WHAT TO WORK ON:
Write out word for word everything in the material from its very beginning down to and including the line that contains "column 600, row 830", and leave the pictures out of your answer.

PROVIDED RECORDS:

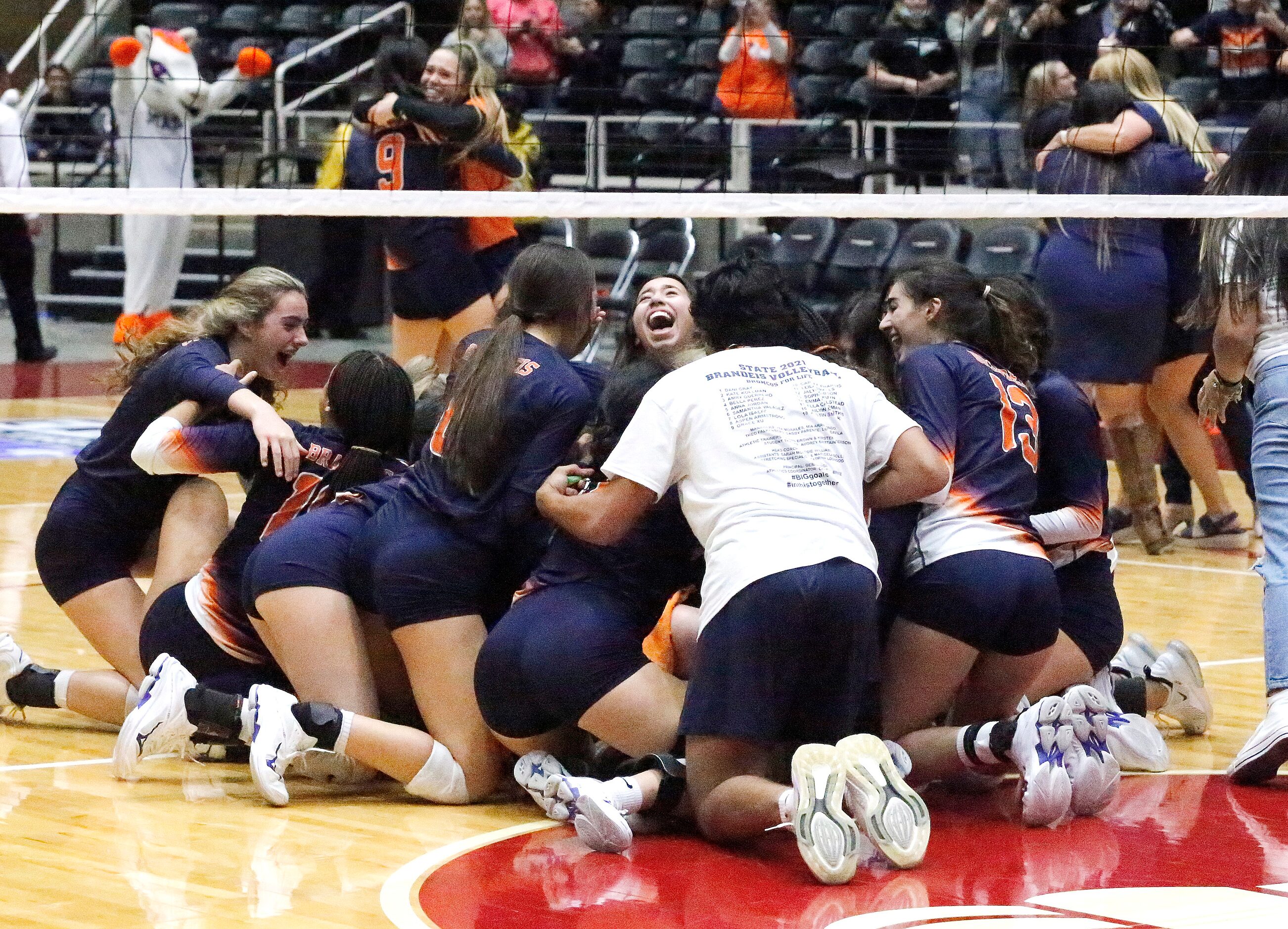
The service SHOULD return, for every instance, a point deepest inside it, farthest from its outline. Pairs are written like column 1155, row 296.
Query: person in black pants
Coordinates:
column 17, row 256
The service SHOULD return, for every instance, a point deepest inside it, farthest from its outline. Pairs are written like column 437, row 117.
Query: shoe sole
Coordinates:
column 551, row 768
column 826, row 836
column 894, row 817
column 1264, row 763
column 1227, row 542
column 600, row 830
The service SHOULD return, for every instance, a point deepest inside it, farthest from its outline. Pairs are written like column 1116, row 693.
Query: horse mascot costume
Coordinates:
column 157, row 96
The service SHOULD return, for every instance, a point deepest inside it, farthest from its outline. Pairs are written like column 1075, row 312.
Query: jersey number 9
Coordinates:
column 1027, row 432
column 389, row 152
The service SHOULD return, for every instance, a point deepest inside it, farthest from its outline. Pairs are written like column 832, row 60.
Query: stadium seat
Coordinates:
column 177, row 16
column 808, row 21
column 710, row 22
column 316, row 62
column 1005, row 250
column 660, row 21
column 648, row 91
column 861, row 257
column 818, row 93
column 613, row 256
column 825, row 56
column 92, row 87
column 756, row 245
column 357, row 14
column 704, row 54
column 558, row 232
column 930, row 240
column 242, row 20
column 854, row 22
column 697, row 92
column 304, row 20
column 861, row 56
column 803, row 250
column 652, row 54
column 666, row 252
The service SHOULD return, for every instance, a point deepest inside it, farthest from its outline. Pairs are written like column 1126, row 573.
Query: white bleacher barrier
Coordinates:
column 621, row 204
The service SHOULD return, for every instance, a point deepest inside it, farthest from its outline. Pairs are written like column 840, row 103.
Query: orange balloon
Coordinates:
column 124, row 50
column 254, row 62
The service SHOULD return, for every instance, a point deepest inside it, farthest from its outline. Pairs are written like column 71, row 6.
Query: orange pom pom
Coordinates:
column 254, row 62
column 124, row 50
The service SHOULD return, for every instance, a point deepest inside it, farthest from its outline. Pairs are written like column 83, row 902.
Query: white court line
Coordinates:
column 396, row 896
column 54, row 764
column 1241, row 572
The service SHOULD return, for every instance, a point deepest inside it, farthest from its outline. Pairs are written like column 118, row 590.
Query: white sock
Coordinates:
column 342, row 742
column 625, row 794
column 61, row 682
column 248, row 730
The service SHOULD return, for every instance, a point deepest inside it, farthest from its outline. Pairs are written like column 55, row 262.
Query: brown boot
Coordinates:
column 1133, row 450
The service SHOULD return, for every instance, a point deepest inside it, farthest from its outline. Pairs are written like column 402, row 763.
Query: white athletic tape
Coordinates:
column 208, row 201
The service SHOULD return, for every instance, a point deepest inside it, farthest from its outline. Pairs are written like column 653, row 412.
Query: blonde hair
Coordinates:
column 1135, row 73
column 479, row 80
column 245, row 301
column 1040, row 87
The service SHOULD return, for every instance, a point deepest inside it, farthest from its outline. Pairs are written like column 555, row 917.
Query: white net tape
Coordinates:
column 593, row 205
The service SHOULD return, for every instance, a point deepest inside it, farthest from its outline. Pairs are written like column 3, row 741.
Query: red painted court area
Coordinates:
column 1162, row 832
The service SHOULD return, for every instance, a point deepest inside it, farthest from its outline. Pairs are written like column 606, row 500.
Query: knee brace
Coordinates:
column 441, row 780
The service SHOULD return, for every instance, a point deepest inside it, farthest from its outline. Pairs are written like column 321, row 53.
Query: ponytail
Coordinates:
column 369, row 399
column 472, row 441
column 971, row 314
column 549, row 284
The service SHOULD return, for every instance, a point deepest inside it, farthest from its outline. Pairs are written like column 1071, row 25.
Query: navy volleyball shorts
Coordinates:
column 97, row 530
column 1090, row 611
column 792, row 657
column 992, row 601
column 554, row 655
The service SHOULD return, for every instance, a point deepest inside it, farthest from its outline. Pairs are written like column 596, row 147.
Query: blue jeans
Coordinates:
column 996, row 155
column 1270, row 478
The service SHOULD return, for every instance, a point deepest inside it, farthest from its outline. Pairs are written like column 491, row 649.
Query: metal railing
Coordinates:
column 70, row 52
column 282, row 109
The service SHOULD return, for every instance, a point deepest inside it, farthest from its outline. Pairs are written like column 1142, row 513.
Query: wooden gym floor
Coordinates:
column 192, row 845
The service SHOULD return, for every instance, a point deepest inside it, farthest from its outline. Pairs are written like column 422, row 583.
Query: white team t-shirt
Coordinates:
column 771, row 449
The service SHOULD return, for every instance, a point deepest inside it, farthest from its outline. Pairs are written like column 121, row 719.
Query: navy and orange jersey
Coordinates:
column 186, row 372
column 983, row 420
column 400, row 160
column 548, row 402
column 1072, row 471
column 214, row 593
column 657, row 557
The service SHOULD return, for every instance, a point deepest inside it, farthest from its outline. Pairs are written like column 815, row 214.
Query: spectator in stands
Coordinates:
column 1142, row 25
column 754, row 83
column 1107, row 284
column 983, row 35
column 1064, row 30
column 17, row 256
column 914, row 69
column 476, row 26
column 1251, row 39
column 66, row 137
column 536, row 35
column 593, row 58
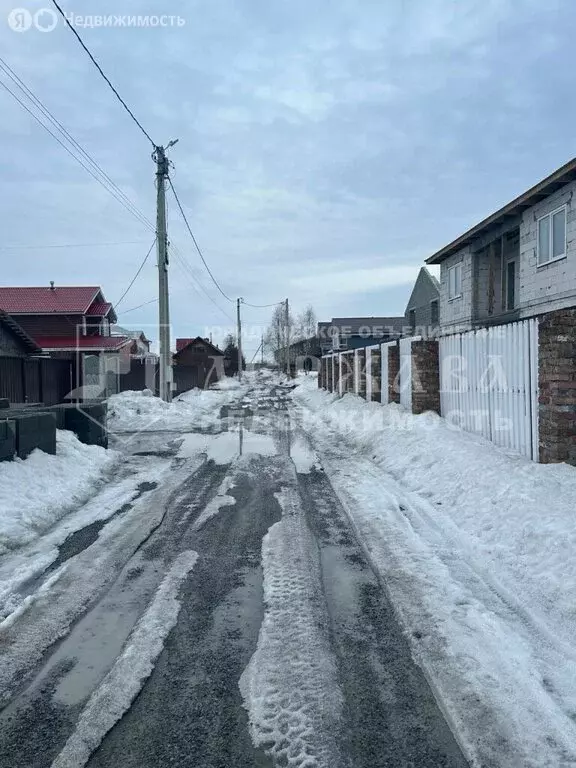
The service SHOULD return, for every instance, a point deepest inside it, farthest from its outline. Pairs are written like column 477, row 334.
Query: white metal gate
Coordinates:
column 368, row 374
column 356, row 373
column 489, row 384
column 406, row 372
column 384, row 394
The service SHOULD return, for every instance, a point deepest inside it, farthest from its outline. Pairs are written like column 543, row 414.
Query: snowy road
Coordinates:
column 224, row 616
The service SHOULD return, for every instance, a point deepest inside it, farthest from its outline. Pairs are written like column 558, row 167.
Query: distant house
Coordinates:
column 423, row 309
column 14, row 341
column 518, row 262
column 72, row 323
column 197, row 364
column 140, row 346
column 353, row 332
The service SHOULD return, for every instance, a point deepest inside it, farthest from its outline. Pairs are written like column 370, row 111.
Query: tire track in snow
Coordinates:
column 122, row 684
column 290, row 688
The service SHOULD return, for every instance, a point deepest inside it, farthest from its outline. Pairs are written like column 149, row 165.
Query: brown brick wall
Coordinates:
column 376, row 373
column 425, row 376
column 393, row 374
column 557, row 386
column 362, row 373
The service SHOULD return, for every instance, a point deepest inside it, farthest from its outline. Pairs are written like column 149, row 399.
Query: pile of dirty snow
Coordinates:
column 518, row 516
column 197, row 409
column 477, row 547
column 37, row 491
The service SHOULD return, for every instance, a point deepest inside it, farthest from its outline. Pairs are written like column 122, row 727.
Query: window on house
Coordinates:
column 552, row 236
column 510, row 284
column 455, row 281
column 434, row 312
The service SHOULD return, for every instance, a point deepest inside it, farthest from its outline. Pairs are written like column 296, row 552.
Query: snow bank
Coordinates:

TASK OUTPUT:
The service SHOULD return, for every instance, a point deepest inside it, farthest from its outline. Pairs are written like column 1155, row 296.
Query: person in black pants
Coordinates:
column 17, row 256
The service SHOULD return, for every instance, a point deepest inside it, farthest from its outline. Pairs are written like column 437, row 117.
Query: shoe sole
Coordinates:
column 551, row 768
column 826, row 836
column 894, row 817
column 1264, row 763
column 1227, row 542
column 600, row 830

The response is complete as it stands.